• WHAT YOU HAVE TO DO: Reproduce the material below word for word, leaving the pictures out of your answer.

• DATASET EXCERPTS:
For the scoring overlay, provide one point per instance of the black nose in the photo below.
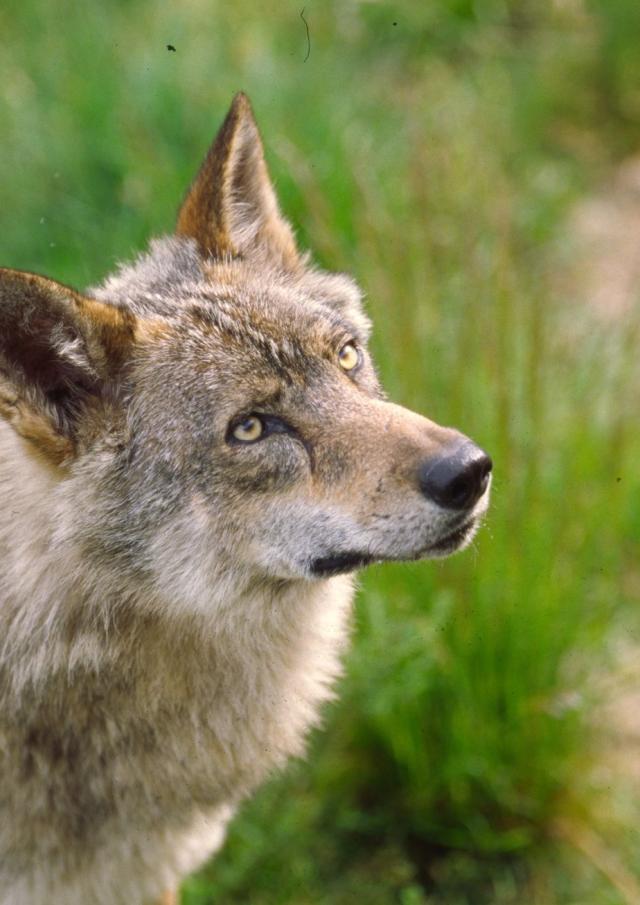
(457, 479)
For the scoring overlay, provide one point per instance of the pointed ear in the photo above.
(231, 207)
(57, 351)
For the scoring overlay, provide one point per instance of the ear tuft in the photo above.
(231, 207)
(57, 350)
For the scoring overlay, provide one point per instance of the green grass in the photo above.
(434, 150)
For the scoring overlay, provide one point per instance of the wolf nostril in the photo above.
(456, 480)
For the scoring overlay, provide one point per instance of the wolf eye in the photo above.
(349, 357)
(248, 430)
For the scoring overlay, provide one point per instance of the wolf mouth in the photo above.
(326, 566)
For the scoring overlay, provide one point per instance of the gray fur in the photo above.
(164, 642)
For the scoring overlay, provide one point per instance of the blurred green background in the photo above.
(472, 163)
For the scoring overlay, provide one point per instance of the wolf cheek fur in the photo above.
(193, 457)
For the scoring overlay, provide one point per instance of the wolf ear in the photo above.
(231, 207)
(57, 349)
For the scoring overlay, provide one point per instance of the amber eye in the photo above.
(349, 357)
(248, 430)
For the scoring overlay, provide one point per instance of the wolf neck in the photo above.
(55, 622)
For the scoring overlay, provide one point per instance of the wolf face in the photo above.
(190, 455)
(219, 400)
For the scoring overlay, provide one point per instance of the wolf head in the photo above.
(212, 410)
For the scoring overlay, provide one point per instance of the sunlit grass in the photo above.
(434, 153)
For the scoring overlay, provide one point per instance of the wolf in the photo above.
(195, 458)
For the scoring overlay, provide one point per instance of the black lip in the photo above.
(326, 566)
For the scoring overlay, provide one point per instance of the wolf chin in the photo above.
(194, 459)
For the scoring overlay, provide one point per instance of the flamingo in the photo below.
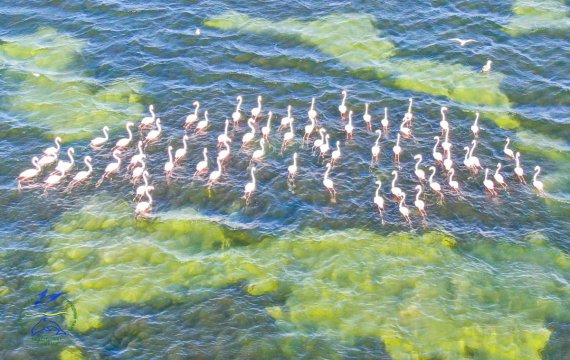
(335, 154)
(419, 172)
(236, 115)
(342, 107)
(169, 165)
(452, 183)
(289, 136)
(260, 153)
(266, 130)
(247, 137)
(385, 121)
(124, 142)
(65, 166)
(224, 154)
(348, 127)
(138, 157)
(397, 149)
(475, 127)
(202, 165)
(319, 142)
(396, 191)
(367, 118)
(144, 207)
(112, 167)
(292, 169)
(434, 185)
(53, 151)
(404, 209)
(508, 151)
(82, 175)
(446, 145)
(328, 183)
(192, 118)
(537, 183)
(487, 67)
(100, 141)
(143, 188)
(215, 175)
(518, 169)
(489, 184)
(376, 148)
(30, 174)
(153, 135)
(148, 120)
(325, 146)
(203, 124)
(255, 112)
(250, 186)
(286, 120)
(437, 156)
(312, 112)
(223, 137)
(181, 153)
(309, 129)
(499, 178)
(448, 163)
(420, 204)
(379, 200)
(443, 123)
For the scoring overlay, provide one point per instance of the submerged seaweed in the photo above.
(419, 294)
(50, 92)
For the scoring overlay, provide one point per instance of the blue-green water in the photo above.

• ANSWER TO THIS PROBLEM:
For the scoring overlay, provide one point per instance of the black nose in the photo below.
(457, 479)
For the scoring overlay, provide one point per instance of the pointed ear in the photo above.
(231, 207)
(57, 351)
For the scoring overlay, provide one point per instance of the ear tuft in the photo above.
(231, 207)
(57, 350)
For the scoring overlay, provide one point per instance of the green grass in the photo above.
(434, 150)
For the scoring overlay, provide one point per instance of the wolf nostril in the photo above.
(456, 480)
For the scoring overlay, provide one point per instance of the wolf eye in the photo above.
(349, 357)
(248, 430)
For the scoring overlay, provide one point per instance of the wolf mouth in the photo above.
(326, 566)
For the scoring overlay, provide one point per instance of the gray fur in the photo above.
(164, 642)
For the scoring overlay, provide one point per instance of the blurred green background in the photo above.
(472, 163)
For the scoring overlay, provide one point per instance of the wolf cheek fur in the photo above.
(193, 457)
For the scoring overlay, provide one point per instance of the wolf ear in the photo above.
(231, 207)
(57, 349)
For the scoring overlay, provide one point per instance of the amber eye in the photo above.
(349, 357)
(248, 430)
For the scoring overlay, provide one point per instance of the wolf neck in the photo above.
(55, 622)
For the scoring overlay, provide one point per instance of the wolf face in the photo above.
(190, 455)
(219, 400)
For the scoring overlay, provide one point per instance of the wolf head in the photo above.
(212, 410)
For the scoring overlay, provide one point per instance of the sunlit grass in the photo above.
(434, 153)
For the scoring overlay, provide one point per instance of the wolf in the photo above.
(195, 458)
For the scoring overlay, provide one point per instance of the black lip in the photo above.
(326, 566)
For the scoring overlay, provide one point per instance of the wolf chin in the photo above.
(194, 459)
For the scoring overlay, provide one point per instance of the flamingo in the photo below.
(335, 154)
(419, 172)
(236, 115)
(342, 107)
(169, 165)
(452, 183)
(289, 136)
(260, 153)
(266, 130)
(247, 137)
(385, 121)
(124, 142)
(65, 166)
(224, 154)
(348, 127)
(138, 157)
(397, 149)
(475, 127)
(202, 165)
(319, 142)
(396, 191)
(367, 118)
(144, 207)
(112, 167)
(292, 169)
(434, 185)
(53, 151)
(404, 209)
(508, 151)
(82, 175)
(446, 145)
(328, 183)
(192, 118)
(537, 183)
(487, 67)
(100, 141)
(143, 188)
(215, 175)
(518, 169)
(489, 184)
(376, 148)
(30, 174)
(153, 135)
(148, 120)
(325, 146)
(203, 124)
(255, 112)
(250, 186)
(286, 120)
(437, 156)
(312, 112)
(223, 137)
(181, 153)
(309, 129)
(499, 178)
(448, 163)
(420, 204)
(379, 200)
(443, 123)
For the scoring overlay, provide one point per instance of the submerged seaweed in the photo above.
(419, 294)
(50, 92)
For the scoring overlay, provide one point per instance of the blue-green water in the photo above.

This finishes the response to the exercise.